Description of the task → Give only the number of lines in the following entries where "below" appears.

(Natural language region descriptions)
********

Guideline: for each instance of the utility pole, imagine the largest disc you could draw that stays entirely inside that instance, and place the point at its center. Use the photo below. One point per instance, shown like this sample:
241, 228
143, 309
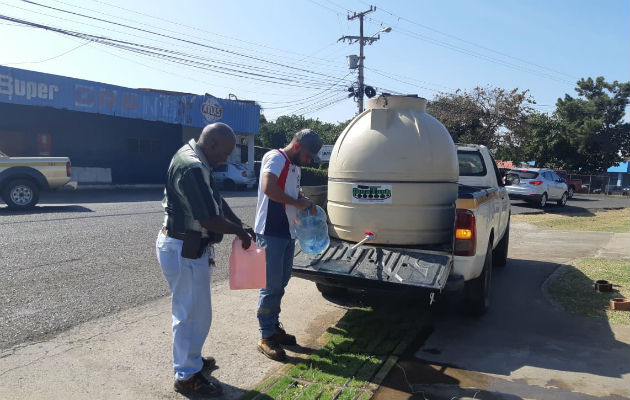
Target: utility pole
362, 40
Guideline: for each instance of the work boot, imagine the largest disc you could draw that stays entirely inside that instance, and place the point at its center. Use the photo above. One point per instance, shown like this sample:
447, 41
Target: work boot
208, 363
272, 349
197, 385
283, 337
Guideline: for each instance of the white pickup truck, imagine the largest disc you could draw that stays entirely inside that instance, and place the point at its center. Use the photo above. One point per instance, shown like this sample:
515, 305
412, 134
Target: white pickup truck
23, 178
480, 241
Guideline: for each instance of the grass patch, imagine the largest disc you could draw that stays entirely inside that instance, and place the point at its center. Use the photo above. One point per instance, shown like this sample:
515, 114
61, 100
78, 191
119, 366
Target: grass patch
594, 221
351, 360
574, 289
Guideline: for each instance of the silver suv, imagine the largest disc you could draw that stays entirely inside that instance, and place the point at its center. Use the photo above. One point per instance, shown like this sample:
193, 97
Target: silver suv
537, 186
232, 176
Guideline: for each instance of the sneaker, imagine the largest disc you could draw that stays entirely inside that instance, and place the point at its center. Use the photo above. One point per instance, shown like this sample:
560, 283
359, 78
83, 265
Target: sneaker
197, 385
272, 349
208, 363
283, 337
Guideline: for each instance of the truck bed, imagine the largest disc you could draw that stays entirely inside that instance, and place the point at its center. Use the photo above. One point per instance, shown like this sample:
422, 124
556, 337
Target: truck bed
425, 267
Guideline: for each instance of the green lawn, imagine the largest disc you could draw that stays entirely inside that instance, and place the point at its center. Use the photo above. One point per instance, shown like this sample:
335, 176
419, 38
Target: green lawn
574, 289
359, 352
594, 221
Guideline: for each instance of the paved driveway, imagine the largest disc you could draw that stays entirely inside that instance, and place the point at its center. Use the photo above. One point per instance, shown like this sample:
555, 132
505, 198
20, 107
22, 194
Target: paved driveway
523, 348
577, 204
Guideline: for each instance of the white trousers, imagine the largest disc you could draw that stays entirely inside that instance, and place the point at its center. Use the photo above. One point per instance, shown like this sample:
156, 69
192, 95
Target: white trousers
189, 283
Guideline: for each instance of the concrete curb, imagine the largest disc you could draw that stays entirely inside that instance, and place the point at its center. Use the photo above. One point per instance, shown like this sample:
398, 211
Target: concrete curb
111, 187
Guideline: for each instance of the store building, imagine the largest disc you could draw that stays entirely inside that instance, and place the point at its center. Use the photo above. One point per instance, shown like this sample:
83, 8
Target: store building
112, 134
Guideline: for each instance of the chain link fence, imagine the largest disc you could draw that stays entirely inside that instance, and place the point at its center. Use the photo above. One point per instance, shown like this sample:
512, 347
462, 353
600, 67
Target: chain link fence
595, 184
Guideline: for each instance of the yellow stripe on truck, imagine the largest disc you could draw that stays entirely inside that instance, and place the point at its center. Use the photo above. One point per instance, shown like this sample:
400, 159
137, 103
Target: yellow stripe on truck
29, 164
476, 202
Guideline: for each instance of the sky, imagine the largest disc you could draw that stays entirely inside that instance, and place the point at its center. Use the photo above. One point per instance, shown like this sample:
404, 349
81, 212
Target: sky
286, 55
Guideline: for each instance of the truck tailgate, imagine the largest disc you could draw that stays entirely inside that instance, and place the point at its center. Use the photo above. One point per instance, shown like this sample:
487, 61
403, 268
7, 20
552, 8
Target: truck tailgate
376, 264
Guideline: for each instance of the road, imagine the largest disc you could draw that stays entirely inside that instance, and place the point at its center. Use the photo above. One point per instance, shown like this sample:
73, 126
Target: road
82, 255
576, 204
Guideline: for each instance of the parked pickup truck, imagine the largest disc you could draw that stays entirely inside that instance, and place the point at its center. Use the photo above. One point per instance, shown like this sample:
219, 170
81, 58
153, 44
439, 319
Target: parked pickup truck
480, 241
23, 178
573, 185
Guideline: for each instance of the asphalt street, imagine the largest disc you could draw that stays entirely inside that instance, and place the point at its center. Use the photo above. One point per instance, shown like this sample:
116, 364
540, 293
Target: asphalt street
85, 254
82, 255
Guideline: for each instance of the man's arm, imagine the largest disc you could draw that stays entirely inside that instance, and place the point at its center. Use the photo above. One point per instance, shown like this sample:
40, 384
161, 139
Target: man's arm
271, 188
230, 215
204, 207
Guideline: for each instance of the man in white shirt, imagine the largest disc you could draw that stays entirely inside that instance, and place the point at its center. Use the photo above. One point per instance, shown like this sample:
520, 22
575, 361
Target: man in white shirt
278, 203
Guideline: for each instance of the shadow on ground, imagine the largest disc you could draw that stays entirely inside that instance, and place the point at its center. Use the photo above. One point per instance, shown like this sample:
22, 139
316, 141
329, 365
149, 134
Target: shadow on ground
524, 347
46, 210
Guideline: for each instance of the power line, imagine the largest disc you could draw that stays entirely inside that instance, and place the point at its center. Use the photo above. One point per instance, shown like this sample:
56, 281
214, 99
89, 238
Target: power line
239, 64
180, 39
401, 18
214, 33
175, 56
50, 58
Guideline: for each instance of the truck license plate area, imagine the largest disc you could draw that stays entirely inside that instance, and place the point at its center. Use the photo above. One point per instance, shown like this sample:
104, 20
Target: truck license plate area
392, 265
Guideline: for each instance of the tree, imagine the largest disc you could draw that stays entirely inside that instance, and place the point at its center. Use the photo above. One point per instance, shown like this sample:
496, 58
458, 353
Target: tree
544, 141
490, 116
593, 123
279, 133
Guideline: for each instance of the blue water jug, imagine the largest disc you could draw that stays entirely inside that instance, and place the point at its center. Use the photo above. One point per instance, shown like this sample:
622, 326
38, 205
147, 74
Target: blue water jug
312, 231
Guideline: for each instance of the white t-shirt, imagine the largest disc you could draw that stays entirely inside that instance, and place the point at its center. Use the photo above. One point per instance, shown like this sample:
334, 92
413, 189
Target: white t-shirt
273, 218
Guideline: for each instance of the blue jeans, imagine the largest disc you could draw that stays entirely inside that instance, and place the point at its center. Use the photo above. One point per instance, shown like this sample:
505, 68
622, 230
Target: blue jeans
279, 254
189, 283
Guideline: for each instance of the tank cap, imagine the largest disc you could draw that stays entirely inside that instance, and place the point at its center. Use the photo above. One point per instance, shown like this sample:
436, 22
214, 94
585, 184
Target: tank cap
387, 101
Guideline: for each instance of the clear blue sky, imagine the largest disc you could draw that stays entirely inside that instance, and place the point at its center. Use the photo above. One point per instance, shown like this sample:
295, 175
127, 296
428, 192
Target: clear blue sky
544, 46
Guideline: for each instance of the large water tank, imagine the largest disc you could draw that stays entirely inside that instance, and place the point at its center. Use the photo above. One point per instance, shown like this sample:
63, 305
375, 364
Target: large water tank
393, 171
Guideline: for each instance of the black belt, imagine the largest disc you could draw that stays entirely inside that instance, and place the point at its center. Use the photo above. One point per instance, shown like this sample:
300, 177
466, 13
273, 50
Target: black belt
182, 236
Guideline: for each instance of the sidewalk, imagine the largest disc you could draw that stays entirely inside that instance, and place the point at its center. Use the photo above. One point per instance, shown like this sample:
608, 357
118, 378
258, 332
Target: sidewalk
128, 355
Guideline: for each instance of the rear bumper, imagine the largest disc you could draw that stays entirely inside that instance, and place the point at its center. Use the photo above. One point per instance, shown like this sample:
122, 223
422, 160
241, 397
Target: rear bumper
522, 196
375, 267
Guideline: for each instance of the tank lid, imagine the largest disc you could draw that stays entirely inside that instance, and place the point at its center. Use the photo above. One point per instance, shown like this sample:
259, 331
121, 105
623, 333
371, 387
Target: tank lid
388, 101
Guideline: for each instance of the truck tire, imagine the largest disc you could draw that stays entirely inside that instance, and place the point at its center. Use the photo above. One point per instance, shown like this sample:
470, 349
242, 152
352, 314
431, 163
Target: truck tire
499, 256
478, 289
20, 194
563, 200
331, 291
543, 200
229, 184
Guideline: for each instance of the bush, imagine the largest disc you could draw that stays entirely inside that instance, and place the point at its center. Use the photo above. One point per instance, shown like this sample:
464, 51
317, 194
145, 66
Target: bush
314, 176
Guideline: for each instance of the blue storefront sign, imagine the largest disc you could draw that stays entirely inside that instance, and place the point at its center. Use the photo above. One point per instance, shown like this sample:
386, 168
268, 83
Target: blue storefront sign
24, 87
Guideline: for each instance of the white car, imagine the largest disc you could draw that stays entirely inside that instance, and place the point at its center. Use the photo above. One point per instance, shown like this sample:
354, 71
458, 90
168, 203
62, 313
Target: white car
232, 176
537, 186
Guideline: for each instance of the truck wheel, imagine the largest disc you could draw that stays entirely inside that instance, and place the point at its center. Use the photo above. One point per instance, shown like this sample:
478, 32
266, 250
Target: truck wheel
563, 200
543, 201
499, 256
20, 194
331, 291
229, 184
478, 289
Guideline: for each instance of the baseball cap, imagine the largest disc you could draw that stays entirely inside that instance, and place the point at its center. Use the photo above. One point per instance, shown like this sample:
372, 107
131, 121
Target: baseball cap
311, 141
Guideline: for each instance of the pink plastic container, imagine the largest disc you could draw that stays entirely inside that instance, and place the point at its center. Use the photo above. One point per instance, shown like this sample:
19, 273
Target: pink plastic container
248, 268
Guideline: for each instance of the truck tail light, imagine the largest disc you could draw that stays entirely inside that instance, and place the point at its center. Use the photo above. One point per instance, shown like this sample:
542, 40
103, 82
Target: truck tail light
465, 233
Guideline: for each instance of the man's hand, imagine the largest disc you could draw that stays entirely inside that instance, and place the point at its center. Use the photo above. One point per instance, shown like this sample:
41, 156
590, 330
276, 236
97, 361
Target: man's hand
250, 231
302, 203
244, 236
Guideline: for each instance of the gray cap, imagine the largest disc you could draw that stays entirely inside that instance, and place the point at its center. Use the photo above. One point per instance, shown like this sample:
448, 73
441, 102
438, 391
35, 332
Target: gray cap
310, 141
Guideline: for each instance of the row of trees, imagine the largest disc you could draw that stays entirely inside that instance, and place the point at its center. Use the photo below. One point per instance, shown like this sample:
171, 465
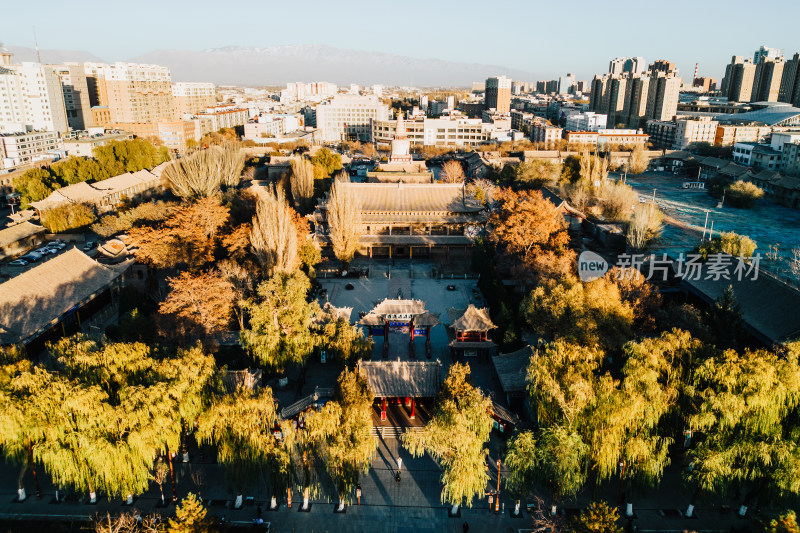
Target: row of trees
111, 159
738, 409
109, 415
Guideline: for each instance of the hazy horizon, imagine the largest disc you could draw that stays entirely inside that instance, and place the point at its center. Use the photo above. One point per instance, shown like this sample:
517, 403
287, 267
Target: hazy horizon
544, 40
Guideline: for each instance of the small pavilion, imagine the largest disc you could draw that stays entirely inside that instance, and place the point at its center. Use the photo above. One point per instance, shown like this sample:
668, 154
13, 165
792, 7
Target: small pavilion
471, 330
403, 316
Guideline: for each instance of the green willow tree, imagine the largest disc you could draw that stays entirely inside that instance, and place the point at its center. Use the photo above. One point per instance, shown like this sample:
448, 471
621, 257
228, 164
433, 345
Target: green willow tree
108, 411
555, 455
456, 437
563, 383
747, 420
240, 425
22, 421
280, 329
347, 446
599, 517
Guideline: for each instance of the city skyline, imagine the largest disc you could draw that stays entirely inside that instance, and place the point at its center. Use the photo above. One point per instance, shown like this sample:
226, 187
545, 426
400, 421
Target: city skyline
441, 35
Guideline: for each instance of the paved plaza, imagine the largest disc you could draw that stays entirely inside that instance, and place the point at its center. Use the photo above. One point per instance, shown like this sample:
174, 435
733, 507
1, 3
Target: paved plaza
411, 505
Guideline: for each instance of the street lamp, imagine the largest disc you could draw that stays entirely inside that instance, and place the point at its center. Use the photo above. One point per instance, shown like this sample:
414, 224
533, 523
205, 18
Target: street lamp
497, 500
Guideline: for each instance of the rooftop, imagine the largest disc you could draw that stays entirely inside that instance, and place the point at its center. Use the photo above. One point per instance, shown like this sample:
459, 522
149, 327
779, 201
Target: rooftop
32, 301
775, 115
18, 232
769, 306
398, 379
512, 369
472, 319
414, 197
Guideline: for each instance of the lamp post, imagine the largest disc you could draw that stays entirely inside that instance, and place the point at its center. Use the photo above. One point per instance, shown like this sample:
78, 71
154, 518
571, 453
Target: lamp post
497, 500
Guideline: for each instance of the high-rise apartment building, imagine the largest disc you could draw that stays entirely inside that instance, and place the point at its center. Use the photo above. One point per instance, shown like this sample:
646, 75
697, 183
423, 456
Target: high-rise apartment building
740, 74
347, 117
790, 83
765, 52
662, 97
31, 98
565, 83
498, 94
662, 65
191, 98
626, 65
632, 99
76, 95
133, 93
767, 79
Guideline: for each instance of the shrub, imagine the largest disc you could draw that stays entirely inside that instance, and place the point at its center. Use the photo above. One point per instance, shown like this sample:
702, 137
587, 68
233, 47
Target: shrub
729, 243
743, 194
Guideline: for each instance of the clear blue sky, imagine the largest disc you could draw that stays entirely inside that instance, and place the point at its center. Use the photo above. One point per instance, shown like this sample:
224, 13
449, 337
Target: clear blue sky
545, 38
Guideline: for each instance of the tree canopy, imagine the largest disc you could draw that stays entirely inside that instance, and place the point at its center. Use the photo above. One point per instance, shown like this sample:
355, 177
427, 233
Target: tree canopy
456, 437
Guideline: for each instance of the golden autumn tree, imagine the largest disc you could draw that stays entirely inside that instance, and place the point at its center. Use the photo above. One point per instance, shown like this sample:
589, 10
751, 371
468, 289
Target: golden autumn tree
202, 303
532, 233
186, 237
344, 222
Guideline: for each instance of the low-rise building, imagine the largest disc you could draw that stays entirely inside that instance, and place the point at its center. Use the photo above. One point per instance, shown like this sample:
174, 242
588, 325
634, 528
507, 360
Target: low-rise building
608, 138
19, 238
766, 157
267, 127
84, 146
59, 297
349, 117
412, 220
106, 194
589, 121
779, 138
216, 118
433, 131
661, 132
743, 152
546, 133
692, 131
174, 134
730, 134
790, 159
22, 148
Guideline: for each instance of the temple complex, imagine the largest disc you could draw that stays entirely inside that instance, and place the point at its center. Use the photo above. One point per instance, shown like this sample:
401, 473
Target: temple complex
471, 331
436, 221
401, 166
404, 316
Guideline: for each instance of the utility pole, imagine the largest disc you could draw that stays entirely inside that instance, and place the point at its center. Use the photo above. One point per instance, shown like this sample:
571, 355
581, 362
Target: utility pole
705, 225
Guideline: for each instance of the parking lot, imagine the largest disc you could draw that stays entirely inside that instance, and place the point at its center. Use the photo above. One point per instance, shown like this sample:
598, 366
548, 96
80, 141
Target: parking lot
44, 252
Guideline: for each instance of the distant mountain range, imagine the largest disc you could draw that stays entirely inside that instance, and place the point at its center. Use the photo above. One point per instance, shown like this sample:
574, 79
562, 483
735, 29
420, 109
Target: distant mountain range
23, 53
276, 65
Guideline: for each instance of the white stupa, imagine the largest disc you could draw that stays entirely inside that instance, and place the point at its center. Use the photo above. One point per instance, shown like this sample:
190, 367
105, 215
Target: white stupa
401, 146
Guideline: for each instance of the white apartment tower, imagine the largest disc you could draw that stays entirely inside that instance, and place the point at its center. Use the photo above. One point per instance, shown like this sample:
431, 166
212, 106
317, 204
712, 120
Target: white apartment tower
30, 97
348, 116
191, 98
133, 92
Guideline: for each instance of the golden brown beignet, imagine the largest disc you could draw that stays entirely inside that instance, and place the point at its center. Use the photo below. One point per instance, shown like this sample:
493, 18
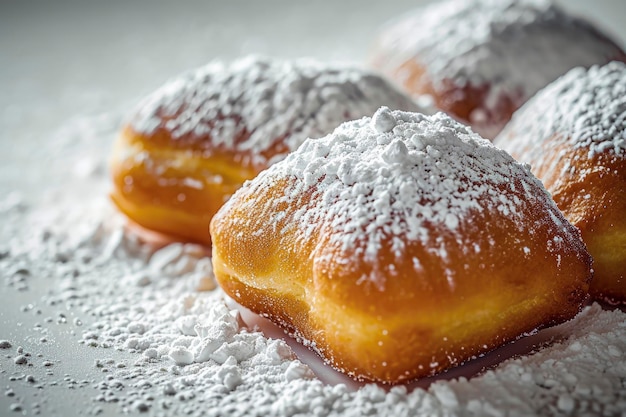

********

Solution to the problem → 3